▶ _WHAT THE EXERCISE ASKS_: Go through the data below and work out how many lines contain "white"; the answer is the number alone.

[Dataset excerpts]
<<<<

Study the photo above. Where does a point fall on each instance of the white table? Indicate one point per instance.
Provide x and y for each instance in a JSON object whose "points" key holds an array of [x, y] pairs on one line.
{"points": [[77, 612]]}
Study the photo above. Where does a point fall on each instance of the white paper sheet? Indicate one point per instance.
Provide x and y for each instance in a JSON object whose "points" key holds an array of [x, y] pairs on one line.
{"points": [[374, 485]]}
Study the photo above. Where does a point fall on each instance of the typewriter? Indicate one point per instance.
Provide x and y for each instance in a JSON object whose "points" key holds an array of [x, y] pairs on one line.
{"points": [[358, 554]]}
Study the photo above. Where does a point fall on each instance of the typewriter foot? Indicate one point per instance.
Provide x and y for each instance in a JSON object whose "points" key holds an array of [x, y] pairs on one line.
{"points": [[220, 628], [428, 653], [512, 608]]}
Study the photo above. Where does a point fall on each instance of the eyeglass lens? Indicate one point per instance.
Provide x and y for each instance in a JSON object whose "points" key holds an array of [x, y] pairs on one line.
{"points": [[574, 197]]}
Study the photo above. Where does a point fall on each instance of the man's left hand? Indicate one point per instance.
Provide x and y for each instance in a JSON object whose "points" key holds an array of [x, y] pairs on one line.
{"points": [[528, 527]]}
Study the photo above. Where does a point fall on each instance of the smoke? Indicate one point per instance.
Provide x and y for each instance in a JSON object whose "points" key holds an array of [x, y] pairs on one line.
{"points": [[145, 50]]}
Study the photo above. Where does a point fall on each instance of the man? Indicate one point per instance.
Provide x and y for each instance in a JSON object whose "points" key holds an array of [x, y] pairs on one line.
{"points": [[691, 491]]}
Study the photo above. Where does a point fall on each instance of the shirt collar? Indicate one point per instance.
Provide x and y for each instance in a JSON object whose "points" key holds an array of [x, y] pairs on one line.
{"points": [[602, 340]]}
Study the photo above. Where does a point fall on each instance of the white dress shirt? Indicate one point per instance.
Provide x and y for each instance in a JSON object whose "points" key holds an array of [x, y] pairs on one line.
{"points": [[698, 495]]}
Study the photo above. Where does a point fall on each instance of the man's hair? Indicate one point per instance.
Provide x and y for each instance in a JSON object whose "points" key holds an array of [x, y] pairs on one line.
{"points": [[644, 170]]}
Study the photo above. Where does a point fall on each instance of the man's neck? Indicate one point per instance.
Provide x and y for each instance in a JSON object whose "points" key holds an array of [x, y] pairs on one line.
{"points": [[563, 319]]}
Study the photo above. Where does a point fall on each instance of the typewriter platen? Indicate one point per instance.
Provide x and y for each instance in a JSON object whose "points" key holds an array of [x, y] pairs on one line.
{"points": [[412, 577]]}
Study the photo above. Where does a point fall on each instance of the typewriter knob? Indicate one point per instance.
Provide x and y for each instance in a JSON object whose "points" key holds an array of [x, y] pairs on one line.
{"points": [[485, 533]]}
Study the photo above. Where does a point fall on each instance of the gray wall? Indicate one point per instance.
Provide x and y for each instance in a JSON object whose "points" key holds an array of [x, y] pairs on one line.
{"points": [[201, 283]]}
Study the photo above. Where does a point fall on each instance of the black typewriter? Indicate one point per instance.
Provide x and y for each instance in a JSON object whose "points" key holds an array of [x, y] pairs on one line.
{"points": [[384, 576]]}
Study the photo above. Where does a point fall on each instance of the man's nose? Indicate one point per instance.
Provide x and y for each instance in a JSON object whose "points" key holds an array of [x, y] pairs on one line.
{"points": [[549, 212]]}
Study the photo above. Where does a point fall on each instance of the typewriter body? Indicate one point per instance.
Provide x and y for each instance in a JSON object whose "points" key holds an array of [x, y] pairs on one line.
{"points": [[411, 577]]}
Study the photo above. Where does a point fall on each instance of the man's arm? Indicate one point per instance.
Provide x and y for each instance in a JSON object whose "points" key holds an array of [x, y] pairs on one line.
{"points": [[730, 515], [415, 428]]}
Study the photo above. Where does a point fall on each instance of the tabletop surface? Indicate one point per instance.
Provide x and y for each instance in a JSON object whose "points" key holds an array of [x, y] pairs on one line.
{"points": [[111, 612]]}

>>>>

▶ _EXPECTED ANSWER_: 3